Did enslaved workers assist in the printing of the Declaration of Independence in 1776 America? I made the bold assertion recently, recorded in a television clip, that they did. In my Instagram post the next day, the only evidence I could produce was that of the second printing of the Declaration by printer Mary Katharine [sic] Goddard in Baltimore in 1777 [the first printing to list the signer’s names, as well as Goddard’s as printer]. I had heard rumors that Goddard was a slave owner. Although no letters of Goddard’s survive, we do know that in her will in 1816 she left her business and all her goods to her “female slave, Belinda Starling.” This information is not very helpful, as Ms. Starling was not around in 1776 and in 1784 Goddard’s printing establishment and publishing projects were taken from her by her brother William. She continued to serve Baltimore as postmaster until 1789 and then operated a bookshop until her death.
So my investigation of Mary Katharine Goddard was a dead end. Hopefully others will shed more light on her life and business.

__EXTRACTED ENTRIES__:
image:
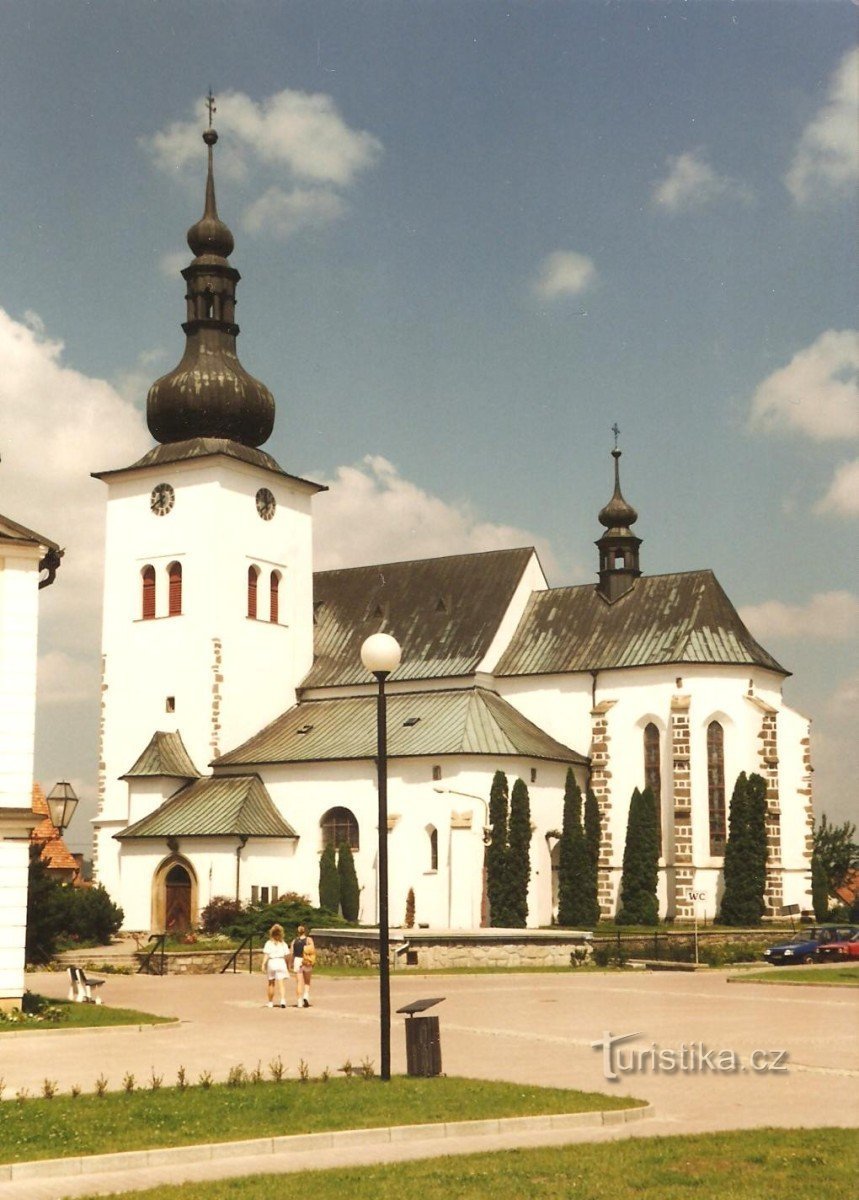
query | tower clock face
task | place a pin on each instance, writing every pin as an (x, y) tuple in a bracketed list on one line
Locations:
[(162, 499), (265, 504)]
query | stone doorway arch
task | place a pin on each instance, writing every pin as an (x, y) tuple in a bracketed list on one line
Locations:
[(174, 897)]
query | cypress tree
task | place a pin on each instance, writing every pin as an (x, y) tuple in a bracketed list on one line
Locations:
[(349, 892), (574, 863), (520, 853), (497, 883), (329, 881), (592, 841), (638, 904), (745, 853)]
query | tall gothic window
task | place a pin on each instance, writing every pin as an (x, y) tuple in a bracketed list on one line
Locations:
[(274, 598), (715, 785), (148, 577), (252, 576), (174, 594), (340, 826), (653, 774)]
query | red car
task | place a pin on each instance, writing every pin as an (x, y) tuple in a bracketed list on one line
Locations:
[(839, 951)]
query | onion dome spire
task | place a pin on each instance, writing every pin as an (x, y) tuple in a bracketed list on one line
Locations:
[(210, 395), (618, 545)]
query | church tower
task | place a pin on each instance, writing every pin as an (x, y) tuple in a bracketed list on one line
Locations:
[(618, 545), (208, 623)]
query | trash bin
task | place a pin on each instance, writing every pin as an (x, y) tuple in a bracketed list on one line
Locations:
[(422, 1038)]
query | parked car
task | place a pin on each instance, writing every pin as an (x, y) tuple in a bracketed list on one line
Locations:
[(804, 947), (834, 952)]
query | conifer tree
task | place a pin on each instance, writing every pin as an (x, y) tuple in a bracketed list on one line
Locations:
[(520, 853), (638, 904), (574, 863), (592, 839), (349, 891), (329, 880), (497, 882), (745, 853)]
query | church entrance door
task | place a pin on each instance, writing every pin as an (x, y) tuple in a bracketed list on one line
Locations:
[(178, 899)]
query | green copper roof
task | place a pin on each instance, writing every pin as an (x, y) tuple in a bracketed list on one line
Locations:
[(443, 611), (463, 721), (164, 755), (216, 807), (661, 619)]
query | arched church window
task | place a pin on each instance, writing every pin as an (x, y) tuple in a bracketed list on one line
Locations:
[(148, 577), (252, 576), (715, 785), (338, 827), (174, 594), (653, 773), (274, 597), (433, 849)]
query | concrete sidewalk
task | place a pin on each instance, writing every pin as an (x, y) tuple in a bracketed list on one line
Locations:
[(534, 1029)]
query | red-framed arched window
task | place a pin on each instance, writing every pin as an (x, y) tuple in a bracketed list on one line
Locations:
[(252, 576), (275, 598), (174, 594), (653, 774), (715, 785), (148, 581)]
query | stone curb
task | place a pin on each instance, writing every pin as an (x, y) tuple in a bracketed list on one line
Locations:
[(140, 1159)]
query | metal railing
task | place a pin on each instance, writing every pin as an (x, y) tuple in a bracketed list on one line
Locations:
[(146, 960)]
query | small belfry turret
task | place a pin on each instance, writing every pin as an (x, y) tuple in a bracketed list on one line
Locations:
[(210, 395), (618, 545)]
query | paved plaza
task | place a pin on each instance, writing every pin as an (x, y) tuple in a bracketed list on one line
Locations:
[(535, 1029)]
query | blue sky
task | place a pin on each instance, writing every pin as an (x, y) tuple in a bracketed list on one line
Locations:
[(472, 237)]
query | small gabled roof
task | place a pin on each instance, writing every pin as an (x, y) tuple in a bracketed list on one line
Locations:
[(460, 721), (661, 619), (215, 807), (208, 448), (443, 611), (166, 756)]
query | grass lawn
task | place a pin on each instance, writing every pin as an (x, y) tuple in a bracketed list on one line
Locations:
[(757, 1164), (815, 977), (146, 1119), (61, 1014)]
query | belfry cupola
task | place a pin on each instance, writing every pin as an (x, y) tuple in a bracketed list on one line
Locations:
[(210, 395), (618, 545)]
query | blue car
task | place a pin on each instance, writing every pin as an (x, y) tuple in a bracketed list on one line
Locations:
[(804, 947)]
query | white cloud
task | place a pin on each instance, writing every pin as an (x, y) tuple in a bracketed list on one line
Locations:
[(842, 498), (828, 616), (282, 214), (373, 515), (564, 274), (296, 131), (827, 159), (56, 425), (691, 183), (816, 393)]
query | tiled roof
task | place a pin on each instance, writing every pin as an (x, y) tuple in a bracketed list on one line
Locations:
[(462, 721), (662, 618), (54, 852), (216, 807), (443, 611), (205, 448), (164, 755)]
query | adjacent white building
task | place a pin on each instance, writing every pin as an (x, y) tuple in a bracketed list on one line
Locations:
[(28, 562), (239, 724)]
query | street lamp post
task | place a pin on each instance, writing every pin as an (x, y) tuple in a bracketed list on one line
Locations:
[(61, 804), (380, 654)]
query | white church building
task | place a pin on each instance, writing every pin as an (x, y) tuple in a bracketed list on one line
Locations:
[(238, 725)]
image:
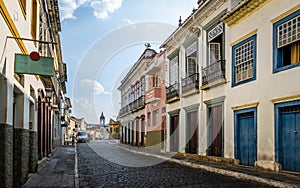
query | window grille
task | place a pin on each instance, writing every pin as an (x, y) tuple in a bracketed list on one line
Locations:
[(288, 32), (243, 58)]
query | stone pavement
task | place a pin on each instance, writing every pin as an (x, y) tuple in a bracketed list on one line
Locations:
[(276, 179), (58, 171)]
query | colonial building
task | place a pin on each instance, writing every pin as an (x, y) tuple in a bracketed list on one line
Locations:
[(155, 99), (231, 83), (196, 81), (132, 113), (31, 96), (114, 129), (263, 96)]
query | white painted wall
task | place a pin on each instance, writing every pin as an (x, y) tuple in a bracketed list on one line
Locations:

__WRITTEN EXERCISE__: Write what comes next in the essay on enslaved workers and the printing of the Declaration of Independence, starting after its final sentence.

__RESPONSE TO THE TASK__:
On July 26, 1776, Alexander Purdie, a printer in Williamsburg, Virginia would reprint the text of the Dunlap Broadside on the front page of his version of the newspaper, the Virginia Gazette. [I say “his version” because at that time printing was quite popular in Williamsburg and there were three different Virginia Gazettes published by three different printers each week!]
When Alexander Purdie died three years later in 1779, his estate listed the ownership of 13 enslaved persons, six men and seven women. Purdie was not the only Williamsburg printer to own humans. Williamsburg’s first printer, William Parks, had also held 13 unfortunate people in bondage. Upon his death in 1752, nine men and four women were listed in his estate. Eight years later, at the death of printer Joseph Doyle in 1766, he was reported to own with William Hunter “two negro men named Matt and Aberdeen” who were listed with the printing equipment and supplies of the printing office.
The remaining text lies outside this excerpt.